### Job
Print the line containing "Return a point for each instance of the wooden plank" and each line after it through the end, please, with nothing added.

### Task data
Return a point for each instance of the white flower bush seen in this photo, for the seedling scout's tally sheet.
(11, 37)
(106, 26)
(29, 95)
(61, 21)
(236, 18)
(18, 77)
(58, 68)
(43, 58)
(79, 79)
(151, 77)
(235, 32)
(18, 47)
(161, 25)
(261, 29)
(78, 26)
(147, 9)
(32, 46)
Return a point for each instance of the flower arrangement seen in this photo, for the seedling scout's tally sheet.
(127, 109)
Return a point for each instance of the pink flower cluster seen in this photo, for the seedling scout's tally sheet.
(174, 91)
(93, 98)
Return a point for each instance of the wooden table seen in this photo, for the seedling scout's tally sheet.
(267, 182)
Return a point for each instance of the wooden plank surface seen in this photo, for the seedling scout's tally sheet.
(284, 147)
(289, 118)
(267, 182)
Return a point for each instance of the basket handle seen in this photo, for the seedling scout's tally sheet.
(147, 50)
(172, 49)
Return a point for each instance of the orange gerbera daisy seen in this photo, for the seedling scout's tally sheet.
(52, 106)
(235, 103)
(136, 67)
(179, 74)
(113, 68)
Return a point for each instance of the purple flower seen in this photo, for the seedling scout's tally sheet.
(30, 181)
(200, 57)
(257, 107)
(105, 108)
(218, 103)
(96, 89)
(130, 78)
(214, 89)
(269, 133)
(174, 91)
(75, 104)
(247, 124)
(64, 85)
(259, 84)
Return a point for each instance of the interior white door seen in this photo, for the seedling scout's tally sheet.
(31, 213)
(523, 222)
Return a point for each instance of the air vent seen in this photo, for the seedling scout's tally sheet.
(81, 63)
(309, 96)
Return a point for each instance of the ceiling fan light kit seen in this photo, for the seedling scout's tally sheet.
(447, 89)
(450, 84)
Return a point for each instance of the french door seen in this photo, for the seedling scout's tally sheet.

### Full solution
Return a point for each instance of the wooden plank surface seen in this photo, for the seedling scout's tally sheet.
(284, 147)
(289, 118)
(267, 182)
Return a point for each instance of the basket handle seen in this photo, for the seedling scout's tally sheet.
(147, 50)
(172, 49)
Return a point for each instance of the orange gerbera daisy seen in this photo, for the seedling scout's tally sheet.
(52, 106)
(235, 103)
(136, 67)
(179, 74)
(113, 68)
Return a point for each instance of the purple flower seen in this photo, for the seedling scout's tally sheet.
(30, 181)
(200, 57)
(257, 107)
(105, 108)
(218, 103)
(96, 89)
(130, 78)
(214, 89)
(269, 133)
(174, 91)
(75, 104)
(247, 124)
(64, 85)
(259, 84)
Return a point for each instance of the interior white door seen in this photo, for the seedling scout's tally sheet.
(31, 213)
(523, 222)
Return a point for each instance of the air vent seen in this photo, for the seedling scout's tally sheet.
(81, 63)
(309, 96)
Return a point for each instance of the ceiling fan light kit seen in this photo, for the seedling scout's tally sheet.
(447, 89)
(450, 84)
Return a point for each instance of the french door seen in this photo, for the seedling scout's tally sheet.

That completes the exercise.